• YOUR TASK
Reproduce each of the following entries verbatim, in the order given.

[Stored entries]
#####

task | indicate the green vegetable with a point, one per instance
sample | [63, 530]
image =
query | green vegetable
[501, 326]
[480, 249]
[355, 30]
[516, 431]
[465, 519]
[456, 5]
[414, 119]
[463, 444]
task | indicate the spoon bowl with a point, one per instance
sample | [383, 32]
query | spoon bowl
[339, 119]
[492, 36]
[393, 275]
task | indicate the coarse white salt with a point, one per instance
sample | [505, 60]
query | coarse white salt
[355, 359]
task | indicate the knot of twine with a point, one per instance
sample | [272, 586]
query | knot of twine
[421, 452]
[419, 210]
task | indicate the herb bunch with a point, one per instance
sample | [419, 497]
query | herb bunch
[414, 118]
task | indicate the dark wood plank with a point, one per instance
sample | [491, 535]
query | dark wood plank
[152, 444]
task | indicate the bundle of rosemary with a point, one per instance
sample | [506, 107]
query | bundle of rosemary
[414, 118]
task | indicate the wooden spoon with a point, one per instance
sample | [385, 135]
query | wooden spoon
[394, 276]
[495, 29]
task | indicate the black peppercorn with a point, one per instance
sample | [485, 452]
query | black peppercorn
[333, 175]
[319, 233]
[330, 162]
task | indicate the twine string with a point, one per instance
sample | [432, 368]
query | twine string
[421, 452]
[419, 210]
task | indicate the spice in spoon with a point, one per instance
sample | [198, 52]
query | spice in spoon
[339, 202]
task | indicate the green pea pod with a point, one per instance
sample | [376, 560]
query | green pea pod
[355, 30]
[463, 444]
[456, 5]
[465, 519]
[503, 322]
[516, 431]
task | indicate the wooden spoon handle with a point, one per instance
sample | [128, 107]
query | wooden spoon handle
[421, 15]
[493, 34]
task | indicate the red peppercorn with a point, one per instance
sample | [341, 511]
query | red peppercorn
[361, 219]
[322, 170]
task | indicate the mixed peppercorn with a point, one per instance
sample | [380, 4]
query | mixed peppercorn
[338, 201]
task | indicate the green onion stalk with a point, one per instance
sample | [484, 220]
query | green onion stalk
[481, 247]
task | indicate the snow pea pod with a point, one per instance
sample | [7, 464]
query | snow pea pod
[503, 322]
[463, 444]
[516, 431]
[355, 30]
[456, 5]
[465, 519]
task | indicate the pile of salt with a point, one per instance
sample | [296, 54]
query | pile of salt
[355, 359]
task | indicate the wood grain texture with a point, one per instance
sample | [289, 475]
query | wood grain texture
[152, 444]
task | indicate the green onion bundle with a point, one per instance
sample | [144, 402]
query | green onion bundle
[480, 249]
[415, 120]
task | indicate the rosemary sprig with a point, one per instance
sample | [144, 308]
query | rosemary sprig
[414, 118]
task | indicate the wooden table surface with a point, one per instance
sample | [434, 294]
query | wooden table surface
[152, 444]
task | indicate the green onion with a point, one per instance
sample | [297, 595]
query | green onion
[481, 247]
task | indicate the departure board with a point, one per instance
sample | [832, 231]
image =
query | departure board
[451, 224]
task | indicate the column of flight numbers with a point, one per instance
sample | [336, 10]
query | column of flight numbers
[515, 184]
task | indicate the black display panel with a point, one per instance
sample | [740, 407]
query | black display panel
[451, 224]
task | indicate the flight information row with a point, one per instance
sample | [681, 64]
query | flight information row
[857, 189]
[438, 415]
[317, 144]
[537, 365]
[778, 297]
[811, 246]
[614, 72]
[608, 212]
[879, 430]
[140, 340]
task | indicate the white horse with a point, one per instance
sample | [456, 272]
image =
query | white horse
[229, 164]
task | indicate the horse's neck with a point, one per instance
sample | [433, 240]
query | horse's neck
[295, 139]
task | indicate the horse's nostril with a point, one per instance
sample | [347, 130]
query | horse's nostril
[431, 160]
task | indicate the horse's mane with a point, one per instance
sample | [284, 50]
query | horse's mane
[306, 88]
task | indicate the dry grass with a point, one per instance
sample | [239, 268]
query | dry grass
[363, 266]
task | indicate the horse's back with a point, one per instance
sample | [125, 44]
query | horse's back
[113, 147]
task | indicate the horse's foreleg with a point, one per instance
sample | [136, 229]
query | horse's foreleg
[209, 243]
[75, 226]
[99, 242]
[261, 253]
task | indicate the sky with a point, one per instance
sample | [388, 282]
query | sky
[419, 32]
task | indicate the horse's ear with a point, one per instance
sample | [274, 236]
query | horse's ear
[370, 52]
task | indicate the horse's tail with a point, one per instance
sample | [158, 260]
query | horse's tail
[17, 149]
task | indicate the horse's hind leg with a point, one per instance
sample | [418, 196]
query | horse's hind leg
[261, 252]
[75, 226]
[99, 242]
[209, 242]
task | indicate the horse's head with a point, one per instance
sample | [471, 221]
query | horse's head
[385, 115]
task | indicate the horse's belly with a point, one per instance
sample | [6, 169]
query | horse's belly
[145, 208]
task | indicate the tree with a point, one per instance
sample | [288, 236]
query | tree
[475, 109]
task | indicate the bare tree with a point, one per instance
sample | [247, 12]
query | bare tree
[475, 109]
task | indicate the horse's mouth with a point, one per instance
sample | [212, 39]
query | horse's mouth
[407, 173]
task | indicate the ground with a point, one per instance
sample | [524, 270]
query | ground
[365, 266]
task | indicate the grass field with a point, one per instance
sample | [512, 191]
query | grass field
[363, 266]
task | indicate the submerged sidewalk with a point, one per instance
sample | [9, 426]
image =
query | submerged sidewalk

#####

• EXERCISE SOLUTION
task | indicate the green vegetable with a point, one per instance
sample | [63, 530]
image =
query | green vegetable
[501, 326]
[480, 249]
[355, 30]
[516, 431]
[465, 519]
[456, 5]
[414, 119]
[463, 444]
task | indicate the spoon bowl with a point, one per instance
sample | [383, 32]
query | spoon bowl
[339, 119]
[492, 36]
[393, 275]
task | indicate the coarse white salt with a point, one per instance
sample | [505, 60]
query | coarse white salt
[355, 359]
task | indicate the knot of twine with a point, one per instance
sample | [272, 586]
query | knot of twine
[421, 452]
[419, 210]
task | indicate the herb bunch with a point, one per instance
sample | [419, 497]
query | herb bunch
[414, 118]
task | indicate the dark wood plank with a point, one per instance
sample | [491, 535]
query | dark wood plank
[152, 444]
task | indicate the bundle of rosemary with a point, one per instance
sample | [506, 107]
query | bundle of rosemary
[414, 118]
task | indicate the wooden spoon with a point, one per instance
sample | [385, 135]
query | wooden spoon
[394, 276]
[495, 29]
task | indicate the black peppercorn with a point, one per instance
sample | [485, 452]
query | black peppercorn
[333, 175]
[319, 233]
[330, 162]
task | indicate the twine string with a point, one per instance
sample | [432, 368]
query | twine string
[421, 452]
[419, 210]
task | indicate the spice in spoon with a point, one per instance
sample | [198, 52]
query | spice in spoon
[339, 202]
task | indicate the green pea pod with a point, one per instance
sample | [376, 560]
query | green pea pod
[355, 30]
[463, 444]
[456, 5]
[465, 519]
[503, 322]
[516, 431]
task | indicate the wooden spoon handle with a point, one per instance
sample | [128, 107]
query | wooden spoon handle
[421, 15]
[493, 34]
task | indicate the red peppercorn with a point, one per instance
sample | [341, 511]
query | red peppercorn
[361, 219]
[322, 170]
task | indicate the mixed peppercorn with a point, one per instance
sample | [380, 4]
query | mixed peppercorn
[338, 201]
task | indicate the green onion stalk with a point, one per instance
sample | [484, 220]
query | green onion stalk
[481, 247]
task | indicate the snow pea pod with a point, one per instance
sample | [7, 464]
query | snow pea pod
[503, 322]
[463, 444]
[516, 431]
[355, 30]
[456, 5]
[465, 519]
task | indicate the pile of salt with a point, one per instance
sample | [296, 54]
query | pile of salt
[355, 359]
task | indicate the wood grain texture with a point, one per instance
sample | [289, 475]
query | wood grain texture
[152, 444]
task | indicate the green onion bundle with a point, one per instance
sample | [144, 402]
query | green onion bundle
[480, 249]
[415, 120]
task | indicate the rosemary sprig with a point, one per instance
sample | [144, 308]
query | rosemary sprig
[414, 118]
task | indicate the wooden table surface with a point, one per instance
sample | [434, 294]
query | wooden table surface
[152, 444]
task | indicate the green onion with a point, one per instance
sample | [297, 595]
query | green onion
[481, 247]
task | indicate the departure board with a point, one per instance
sample | [832, 231]
image =
query | departure board
[451, 224]
task | indicate the column of flight numbers with a point, one per instance
sample | [336, 10]
query | column of flight numbers
[515, 184]
task | indicate the black display panel with a point, one per instance
sample | [740, 407]
query | black display panel
[451, 224]
task | indicate the flight information row with a point, one per instance
sample | [681, 64]
query | flight information row
[857, 189]
[438, 415]
[317, 144]
[537, 365]
[778, 297]
[811, 246]
[614, 72]
[608, 212]
[879, 430]
[140, 340]
task | indicate the white horse with a point, one per instance
sample | [456, 272]
image =
query | white horse
[229, 164]
task | indicate the horse's neck with a point, one per instance
sample | [433, 240]
query | horse's neck
[295, 139]
task | indicate the horse's nostril with a point, one per instance
sample | [347, 130]
query | horse's nostril
[431, 160]
task | indicate the horse's mane with a point, one per instance
sample | [284, 50]
query | horse's mane
[306, 88]
task | indicate the dry grass with a point, one per instance
sample | [239, 268]
query | dry grass
[363, 266]
task | indicate the horse's back with a point, one per instance
sample | [125, 44]
query | horse's back
[113, 147]
task | indicate the horse's foreleg with a point, one per instance
sample | [136, 229]
query | horse's foreleg
[209, 243]
[75, 226]
[99, 242]
[261, 253]
task | indicate the sky with a point, one per instance
sample | [388, 282]
query | sky
[419, 32]
task | indicate the horse's ear with a point, one per instance
sample | [274, 236]
query | horse's ear
[370, 52]
task | indicate the horse's tail with a point, one per instance
sample | [158, 260]
query | horse's tail
[17, 149]
task | indicate the horse's hind leg with a point, one per instance
sample | [418, 196]
query | horse's hind leg
[261, 252]
[75, 226]
[99, 242]
[209, 242]
task | indicate the horse's head with a point, one per instance
sample | [471, 221]
query | horse's head
[385, 115]
task | indicate the horse's belly with a point, one per instance
sample | [6, 169]
query | horse's belly
[145, 208]
task | indicate the tree with a point, one per instance
sample | [288, 236]
query | tree
[475, 109]
task | indicate the bare tree with a point, one per instance
sample | [247, 12]
query | bare tree
[475, 109]
task | indicate the horse's mouth with a point, one per instance
sample | [212, 39]
query | horse's mouth
[407, 173]
task | indicate the ground with a point, one per instance
sample | [524, 270]
query | ground
[365, 266]
task | indicate the grass field with a point, one per instance
sample | [512, 191]
query | grass field
[363, 266]
task | indicate the submerged sidewalk with a point, one per instance
sample | [9, 426]
image =
query | submerged sidewalk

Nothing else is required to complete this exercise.